Task data —

########################################

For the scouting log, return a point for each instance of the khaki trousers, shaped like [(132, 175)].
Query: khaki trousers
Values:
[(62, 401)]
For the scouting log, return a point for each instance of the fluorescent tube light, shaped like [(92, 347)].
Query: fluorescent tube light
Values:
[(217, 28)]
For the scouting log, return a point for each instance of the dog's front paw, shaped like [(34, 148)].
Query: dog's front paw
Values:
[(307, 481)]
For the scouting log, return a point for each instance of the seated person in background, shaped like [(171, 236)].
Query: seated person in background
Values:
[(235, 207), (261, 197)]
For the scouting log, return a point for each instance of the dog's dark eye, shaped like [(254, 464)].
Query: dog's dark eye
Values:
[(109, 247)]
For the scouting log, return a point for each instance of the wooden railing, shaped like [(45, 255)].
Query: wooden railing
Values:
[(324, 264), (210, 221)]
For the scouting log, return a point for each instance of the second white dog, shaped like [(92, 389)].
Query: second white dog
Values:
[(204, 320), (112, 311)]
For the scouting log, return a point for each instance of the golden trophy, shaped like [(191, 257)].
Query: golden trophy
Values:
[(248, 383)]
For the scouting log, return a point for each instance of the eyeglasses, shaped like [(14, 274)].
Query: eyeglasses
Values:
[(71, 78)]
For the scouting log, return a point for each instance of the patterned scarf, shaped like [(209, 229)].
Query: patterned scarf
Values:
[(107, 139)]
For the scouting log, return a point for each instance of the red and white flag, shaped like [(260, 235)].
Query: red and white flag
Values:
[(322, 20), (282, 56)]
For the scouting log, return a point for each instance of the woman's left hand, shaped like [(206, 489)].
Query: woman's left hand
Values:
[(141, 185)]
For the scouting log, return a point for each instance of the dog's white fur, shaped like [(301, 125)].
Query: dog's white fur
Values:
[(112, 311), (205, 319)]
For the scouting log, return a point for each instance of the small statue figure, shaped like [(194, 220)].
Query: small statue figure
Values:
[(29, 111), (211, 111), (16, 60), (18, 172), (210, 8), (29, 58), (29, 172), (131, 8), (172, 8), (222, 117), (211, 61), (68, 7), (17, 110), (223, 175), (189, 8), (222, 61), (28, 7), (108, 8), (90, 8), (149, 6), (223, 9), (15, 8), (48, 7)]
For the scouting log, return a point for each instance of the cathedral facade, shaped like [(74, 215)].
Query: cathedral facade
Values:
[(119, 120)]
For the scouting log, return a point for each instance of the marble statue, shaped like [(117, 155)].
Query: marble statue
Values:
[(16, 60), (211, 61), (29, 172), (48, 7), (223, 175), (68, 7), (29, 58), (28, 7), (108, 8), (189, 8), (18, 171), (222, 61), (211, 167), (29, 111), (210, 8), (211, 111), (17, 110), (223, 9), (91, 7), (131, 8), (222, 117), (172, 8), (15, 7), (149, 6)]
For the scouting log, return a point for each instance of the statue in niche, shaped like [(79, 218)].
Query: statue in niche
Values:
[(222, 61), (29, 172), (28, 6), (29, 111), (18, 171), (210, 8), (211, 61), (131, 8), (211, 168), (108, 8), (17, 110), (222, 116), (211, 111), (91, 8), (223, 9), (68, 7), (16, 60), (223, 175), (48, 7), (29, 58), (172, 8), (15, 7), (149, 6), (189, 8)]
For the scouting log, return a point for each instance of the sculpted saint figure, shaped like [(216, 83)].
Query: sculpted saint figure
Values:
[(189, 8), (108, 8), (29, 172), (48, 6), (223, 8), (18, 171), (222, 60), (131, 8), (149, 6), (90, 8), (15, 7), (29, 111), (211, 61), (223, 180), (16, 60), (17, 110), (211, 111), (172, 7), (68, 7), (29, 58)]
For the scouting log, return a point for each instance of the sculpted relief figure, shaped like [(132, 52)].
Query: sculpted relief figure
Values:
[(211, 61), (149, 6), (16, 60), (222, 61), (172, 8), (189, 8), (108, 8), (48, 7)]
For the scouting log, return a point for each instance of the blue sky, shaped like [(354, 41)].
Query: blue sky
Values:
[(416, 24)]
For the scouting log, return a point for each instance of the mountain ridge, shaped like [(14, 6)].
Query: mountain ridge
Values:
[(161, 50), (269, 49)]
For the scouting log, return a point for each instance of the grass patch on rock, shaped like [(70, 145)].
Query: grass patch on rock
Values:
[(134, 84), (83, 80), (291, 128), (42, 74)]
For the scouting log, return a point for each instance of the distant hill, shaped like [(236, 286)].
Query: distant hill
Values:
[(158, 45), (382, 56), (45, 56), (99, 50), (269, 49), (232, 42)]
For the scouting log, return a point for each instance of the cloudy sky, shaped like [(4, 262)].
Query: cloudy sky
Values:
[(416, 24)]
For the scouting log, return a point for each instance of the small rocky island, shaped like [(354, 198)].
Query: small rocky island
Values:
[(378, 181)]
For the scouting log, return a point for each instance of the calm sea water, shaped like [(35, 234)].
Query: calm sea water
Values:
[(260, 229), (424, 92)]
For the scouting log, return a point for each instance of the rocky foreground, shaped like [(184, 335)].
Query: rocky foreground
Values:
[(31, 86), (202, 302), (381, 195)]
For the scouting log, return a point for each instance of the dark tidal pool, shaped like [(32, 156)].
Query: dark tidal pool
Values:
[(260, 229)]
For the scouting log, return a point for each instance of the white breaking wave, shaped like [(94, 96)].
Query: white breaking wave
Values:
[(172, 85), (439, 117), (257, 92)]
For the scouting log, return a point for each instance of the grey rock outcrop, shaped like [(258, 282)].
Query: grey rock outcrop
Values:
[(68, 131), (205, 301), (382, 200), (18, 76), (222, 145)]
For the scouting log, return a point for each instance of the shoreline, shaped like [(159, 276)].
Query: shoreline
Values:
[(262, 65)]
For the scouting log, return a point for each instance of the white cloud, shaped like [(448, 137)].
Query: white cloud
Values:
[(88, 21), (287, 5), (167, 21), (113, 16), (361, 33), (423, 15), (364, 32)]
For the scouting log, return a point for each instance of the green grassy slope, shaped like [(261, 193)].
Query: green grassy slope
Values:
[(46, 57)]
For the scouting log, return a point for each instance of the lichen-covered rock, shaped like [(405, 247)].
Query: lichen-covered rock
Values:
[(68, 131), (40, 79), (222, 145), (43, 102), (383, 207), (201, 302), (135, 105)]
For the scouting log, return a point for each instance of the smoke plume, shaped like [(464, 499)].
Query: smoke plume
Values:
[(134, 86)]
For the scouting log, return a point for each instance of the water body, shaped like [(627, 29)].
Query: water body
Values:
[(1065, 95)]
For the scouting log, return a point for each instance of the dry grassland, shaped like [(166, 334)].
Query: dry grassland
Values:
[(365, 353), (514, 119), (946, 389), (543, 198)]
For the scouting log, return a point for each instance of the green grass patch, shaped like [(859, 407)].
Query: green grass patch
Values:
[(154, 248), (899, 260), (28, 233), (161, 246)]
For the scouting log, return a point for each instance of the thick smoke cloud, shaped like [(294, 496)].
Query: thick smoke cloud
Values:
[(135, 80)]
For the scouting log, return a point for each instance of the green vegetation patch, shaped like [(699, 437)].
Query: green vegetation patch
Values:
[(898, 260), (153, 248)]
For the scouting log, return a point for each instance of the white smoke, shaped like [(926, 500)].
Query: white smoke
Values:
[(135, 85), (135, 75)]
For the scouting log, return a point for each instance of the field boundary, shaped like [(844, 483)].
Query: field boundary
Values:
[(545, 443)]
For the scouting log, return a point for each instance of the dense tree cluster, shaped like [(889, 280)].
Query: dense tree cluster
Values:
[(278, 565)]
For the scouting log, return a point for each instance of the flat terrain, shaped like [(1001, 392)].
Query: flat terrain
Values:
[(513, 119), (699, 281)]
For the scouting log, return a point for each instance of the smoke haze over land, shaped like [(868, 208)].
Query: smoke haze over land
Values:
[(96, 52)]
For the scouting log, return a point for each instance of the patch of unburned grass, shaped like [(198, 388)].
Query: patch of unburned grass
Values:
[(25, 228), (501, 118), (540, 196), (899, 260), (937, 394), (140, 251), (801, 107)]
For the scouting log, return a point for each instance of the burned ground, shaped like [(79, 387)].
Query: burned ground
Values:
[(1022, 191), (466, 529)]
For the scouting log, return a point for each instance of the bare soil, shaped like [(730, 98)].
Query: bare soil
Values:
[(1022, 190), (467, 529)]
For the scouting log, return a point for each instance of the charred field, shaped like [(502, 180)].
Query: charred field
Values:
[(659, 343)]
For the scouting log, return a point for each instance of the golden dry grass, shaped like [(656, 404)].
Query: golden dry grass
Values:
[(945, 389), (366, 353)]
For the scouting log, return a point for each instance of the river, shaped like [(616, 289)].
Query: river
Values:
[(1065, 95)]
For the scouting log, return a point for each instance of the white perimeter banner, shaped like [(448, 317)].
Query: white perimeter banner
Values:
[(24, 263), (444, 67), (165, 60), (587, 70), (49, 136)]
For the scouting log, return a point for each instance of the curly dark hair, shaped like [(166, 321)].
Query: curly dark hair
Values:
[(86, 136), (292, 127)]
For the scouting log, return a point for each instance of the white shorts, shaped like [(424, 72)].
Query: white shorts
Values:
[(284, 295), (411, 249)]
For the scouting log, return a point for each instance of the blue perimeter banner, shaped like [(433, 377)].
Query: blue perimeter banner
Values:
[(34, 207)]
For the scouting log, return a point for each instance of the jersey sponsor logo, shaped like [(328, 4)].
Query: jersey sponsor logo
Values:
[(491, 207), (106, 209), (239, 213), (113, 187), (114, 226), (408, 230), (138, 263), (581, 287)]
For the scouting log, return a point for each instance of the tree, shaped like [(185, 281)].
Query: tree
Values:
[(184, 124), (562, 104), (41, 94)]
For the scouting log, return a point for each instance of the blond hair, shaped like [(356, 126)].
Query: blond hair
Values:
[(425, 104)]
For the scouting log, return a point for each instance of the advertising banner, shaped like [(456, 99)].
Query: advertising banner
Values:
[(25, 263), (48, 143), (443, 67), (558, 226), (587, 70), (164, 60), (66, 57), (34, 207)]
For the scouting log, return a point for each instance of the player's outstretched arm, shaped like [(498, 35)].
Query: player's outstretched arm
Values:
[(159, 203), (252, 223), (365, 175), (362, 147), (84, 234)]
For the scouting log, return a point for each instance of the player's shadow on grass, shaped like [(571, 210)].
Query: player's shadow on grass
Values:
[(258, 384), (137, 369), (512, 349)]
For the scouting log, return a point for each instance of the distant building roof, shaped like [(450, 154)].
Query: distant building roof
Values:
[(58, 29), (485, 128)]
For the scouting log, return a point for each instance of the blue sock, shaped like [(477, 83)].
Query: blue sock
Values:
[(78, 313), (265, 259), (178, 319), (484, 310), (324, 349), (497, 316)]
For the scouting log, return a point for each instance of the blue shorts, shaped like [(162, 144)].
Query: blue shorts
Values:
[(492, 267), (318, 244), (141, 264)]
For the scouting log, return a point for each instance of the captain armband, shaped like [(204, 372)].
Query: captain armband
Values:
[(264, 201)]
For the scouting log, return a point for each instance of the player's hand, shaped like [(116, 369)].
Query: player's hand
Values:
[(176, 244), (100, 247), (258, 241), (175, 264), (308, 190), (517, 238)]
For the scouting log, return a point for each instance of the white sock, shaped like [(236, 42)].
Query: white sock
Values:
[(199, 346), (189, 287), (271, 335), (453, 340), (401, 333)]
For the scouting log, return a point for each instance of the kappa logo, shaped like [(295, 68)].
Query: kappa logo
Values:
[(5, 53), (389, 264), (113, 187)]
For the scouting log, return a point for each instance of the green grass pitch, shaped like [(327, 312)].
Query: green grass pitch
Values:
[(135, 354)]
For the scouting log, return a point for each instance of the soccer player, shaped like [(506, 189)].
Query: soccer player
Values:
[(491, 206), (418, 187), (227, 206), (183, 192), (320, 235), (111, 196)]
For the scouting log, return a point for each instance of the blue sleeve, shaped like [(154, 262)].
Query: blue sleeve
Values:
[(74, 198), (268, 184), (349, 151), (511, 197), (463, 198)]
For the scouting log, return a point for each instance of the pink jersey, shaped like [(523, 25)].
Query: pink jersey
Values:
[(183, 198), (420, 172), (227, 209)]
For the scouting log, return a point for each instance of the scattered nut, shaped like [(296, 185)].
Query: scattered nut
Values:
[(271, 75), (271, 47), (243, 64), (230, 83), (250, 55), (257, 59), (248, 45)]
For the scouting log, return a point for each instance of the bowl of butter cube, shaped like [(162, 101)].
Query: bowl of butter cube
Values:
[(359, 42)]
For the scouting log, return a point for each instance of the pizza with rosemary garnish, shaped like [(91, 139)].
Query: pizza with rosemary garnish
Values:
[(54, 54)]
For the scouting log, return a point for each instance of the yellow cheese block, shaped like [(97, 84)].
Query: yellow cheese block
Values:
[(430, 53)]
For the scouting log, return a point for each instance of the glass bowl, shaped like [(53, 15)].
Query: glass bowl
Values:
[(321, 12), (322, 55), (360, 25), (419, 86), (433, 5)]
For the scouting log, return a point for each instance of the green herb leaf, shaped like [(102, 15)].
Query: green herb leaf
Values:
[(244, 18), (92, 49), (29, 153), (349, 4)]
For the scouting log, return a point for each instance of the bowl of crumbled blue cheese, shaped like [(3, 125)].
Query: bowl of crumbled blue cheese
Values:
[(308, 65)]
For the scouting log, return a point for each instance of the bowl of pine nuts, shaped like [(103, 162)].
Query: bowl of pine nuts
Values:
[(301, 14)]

########################################

Problem details — Copy the records word for word, from the very first line through the line containing "[(217, 28)]".

The response —
For the scouting log, return a point for each instance of the khaki trousers, shaped like [(132, 175)].
Query: khaki trousers
Values:
[(62, 401)]
For the scouting log, return a point for each instance of the fluorescent tube light, shaped like [(92, 347)].
Query: fluorescent tube light
Values:
[(217, 28)]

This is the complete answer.